**TASK OBJECTIVE**
Pull out every line of the records below word for word, omitting the pictures.

[Region outline records]
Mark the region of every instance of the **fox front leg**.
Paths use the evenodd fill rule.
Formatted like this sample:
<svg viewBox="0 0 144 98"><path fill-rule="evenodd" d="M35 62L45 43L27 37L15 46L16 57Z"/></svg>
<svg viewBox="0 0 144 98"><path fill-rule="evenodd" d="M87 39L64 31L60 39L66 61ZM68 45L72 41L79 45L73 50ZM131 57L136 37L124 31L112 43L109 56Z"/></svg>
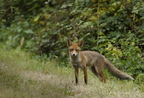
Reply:
<svg viewBox="0 0 144 98"><path fill-rule="evenodd" d="M75 69L75 82L76 82L76 84L78 84L79 68L78 67L74 67L74 69Z"/></svg>
<svg viewBox="0 0 144 98"><path fill-rule="evenodd" d="M87 68L86 68L86 66L83 67L83 73L84 73L85 84L87 84L88 83L88 76L87 76Z"/></svg>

**WRITTEN RESPONSE**
Mark the region of every instance of the **fox front leg**.
Paths use the evenodd fill rule.
Formatted like this sample:
<svg viewBox="0 0 144 98"><path fill-rule="evenodd" d="M35 62L45 43L27 37L15 46L16 57Z"/></svg>
<svg viewBox="0 0 144 98"><path fill-rule="evenodd" d="M87 39L64 31L60 39L66 61ZM68 45L72 41L79 45L73 50ZM131 57L136 37L124 31L112 43L109 56Z"/></svg>
Reply:
<svg viewBox="0 0 144 98"><path fill-rule="evenodd" d="M75 69L75 82L76 82L76 84L78 84L79 68L78 67L74 67L74 69Z"/></svg>
<svg viewBox="0 0 144 98"><path fill-rule="evenodd" d="M87 68L86 68L86 66L83 67L83 73L84 73L85 84L87 84L88 83L88 76L87 76Z"/></svg>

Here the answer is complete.